(Records from a data collection)
################

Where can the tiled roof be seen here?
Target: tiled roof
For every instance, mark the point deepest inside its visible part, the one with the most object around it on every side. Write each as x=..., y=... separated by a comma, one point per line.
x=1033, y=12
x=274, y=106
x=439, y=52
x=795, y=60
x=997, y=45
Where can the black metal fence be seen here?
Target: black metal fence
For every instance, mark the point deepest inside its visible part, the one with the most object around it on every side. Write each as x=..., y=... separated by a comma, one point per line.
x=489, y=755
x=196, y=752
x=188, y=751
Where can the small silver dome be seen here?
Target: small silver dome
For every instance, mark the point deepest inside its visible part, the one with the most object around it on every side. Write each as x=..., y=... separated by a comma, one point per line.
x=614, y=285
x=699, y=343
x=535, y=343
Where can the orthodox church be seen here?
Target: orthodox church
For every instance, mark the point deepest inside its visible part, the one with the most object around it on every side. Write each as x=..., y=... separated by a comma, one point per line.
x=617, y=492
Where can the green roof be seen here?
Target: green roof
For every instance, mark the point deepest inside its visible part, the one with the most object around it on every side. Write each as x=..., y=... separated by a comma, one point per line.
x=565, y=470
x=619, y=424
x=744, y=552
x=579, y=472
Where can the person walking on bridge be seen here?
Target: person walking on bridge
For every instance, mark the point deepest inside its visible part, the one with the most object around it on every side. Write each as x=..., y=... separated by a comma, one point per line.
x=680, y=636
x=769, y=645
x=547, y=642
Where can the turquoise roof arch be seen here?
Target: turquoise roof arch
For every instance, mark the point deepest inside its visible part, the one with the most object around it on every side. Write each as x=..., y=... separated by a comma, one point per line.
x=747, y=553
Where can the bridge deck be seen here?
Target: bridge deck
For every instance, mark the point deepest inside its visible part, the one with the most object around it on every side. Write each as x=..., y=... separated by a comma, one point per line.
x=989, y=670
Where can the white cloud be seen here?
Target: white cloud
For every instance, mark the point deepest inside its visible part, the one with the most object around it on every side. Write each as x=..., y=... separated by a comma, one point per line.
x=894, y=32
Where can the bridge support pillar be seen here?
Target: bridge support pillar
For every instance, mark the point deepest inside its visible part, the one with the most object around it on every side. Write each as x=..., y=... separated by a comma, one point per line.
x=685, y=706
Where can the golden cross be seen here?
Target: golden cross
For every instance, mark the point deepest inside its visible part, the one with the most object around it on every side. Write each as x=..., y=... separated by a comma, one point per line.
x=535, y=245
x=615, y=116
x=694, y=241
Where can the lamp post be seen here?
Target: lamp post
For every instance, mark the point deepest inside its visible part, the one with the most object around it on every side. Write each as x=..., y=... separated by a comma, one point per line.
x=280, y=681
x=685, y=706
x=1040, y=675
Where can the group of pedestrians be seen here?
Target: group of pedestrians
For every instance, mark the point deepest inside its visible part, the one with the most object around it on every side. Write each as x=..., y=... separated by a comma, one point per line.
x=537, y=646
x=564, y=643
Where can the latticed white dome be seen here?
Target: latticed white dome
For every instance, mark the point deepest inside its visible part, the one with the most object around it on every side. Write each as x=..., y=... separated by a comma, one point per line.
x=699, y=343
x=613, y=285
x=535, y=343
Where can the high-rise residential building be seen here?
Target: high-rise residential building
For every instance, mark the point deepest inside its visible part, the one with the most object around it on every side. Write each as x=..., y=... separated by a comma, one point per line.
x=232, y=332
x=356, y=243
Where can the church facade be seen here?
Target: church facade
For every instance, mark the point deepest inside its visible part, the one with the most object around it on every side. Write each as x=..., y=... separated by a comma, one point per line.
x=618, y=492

################

> [What the task asks]: Copy every line of the material above word for word, with nothing changed, left out, or added.

> [Output below]:
Where can the tiled roof be seen here?
Target: tiled roof
For every instance, mark the point deepest inside its visible part, the one with the most object around it on every side. Write each as x=..., y=... separated by a comma, one point per line.
x=1033, y=12
x=274, y=106
x=439, y=52
x=795, y=60
x=997, y=45
Where can the black metal fence be seen here?
Target: black metal fence
For every instance, mark the point deepest inside its visible part, the one with the most object around it on every side. Write each as x=..., y=... separated by a comma, one point per line.
x=489, y=755
x=196, y=752
x=188, y=751
Where can the small silver dome be seen here?
Target: small silver dome
For every instance, mark the point deepest inside its visible part, the one with the most object around it on every side. Write each as x=..., y=... separated by a comma, one point per line.
x=614, y=285
x=699, y=343
x=535, y=343
Where can the orthodox church be seen here?
Target: orthodox church
For every instance, mark the point deepest inside its visible part, the one with the most object around it on every side. Write each as x=..., y=... separated by a comma, one point per line.
x=617, y=492
Where can the green roof be seen here?
Target: green roof
For every instance, mark the point deepest inside its visible part, the one with the most object around it on every side. Write each as x=..., y=... separated by a comma, one point per line.
x=565, y=470
x=619, y=424
x=744, y=552
x=579, y=472
Where can the person walking on bridge be seen here?
Target: person walking on bridge
For every instance, mark the point deepest inside its visible part, the one with the most object around it on every side. Write each as x=..., y=... separated by a comma, one point per line.
x=680, y=636
x=769, y=645
x=547, y=642
Where can the turquoise roof arch be seen here?
Target: turquoise roof arch
For every instance, mark the point deepest inside its visible part, the one with the most object around it on every side. Write each as x=..., y=... separated by a comma, one point per line.
x=747, y=553
Where can the bridge deck be seen here?
Target: bridge deck
For every instance, mark the point deepest inside its visible part, the one with the most object around it on every side. Write each as x=..., y=... separated by a comma, one point per line.
x=989, y=670
Where can the white cloud be seen here?
Target: white cloud
For every instance, mark the point deepest inside its visible part, the one with the most object around it on every side. Write each as x=..., y=... separated by a comma, one point per line.
x=894, y=32
Where can the bridge support pillar be seen here?
Target: bridge support pillar
For every instance, mark the point deepest inside its visible part, the one with the most object around it on every side. Write each as x=..., y=... separated by a comma, one point per line.
x=685, y=706
Where can the golden cross be seen here?
Target: golden cross
For every instance, mark the point deepest inside its visible part, the one with the most object around it on every side. Write each as x=..., y=... separated by a comma, one point per line.
x=535, y=245
x=615, y=116
x=694, y=241
Where can the lamp post be seen here?
Target: lamp post
For every instance, mark the point deepest inside its visible part, the one with the most object around it on every side. Write each as x=..., y=... separated by a comma, one point per line.
x=280, y=681
x=685, y=706
x=1040, y=675
Where can the group of pedestrians be seen here?
Target: group of pedestrians
For every instance, mark the point deepest inside its visible part, the one with the most object around it on every side. Write each as x=..., y=... separated by a comma, one point per line.
x=537, y=646
x=564, y=643
Where can the latticed white dome be seen here?
Target: latticed white dome
For every instance, mark the point deepest inside its visible part, the one with the most object around it on every side. Write each as x=..., y=... separated by a comma, one point per line.
x=699, y=343
x=613, y=285
x=535, y=343
Where can the high-rise residential building be seen here?
Target: high-rise residential building
For every instance, mark the point deepest inside its visible part, the one with the most object around it on every side. Write each as x=..., y=... separated by a comma, one point per line.
x=232, y=332
x=356, y=243
Where can the church facade be seen here?
Target: church facade
For every instance, mark the point deepest inside its visible part, the one with the most object around it on every side. Write each as x=..., y=... separated by a comma, one point per line.
x=618, y=492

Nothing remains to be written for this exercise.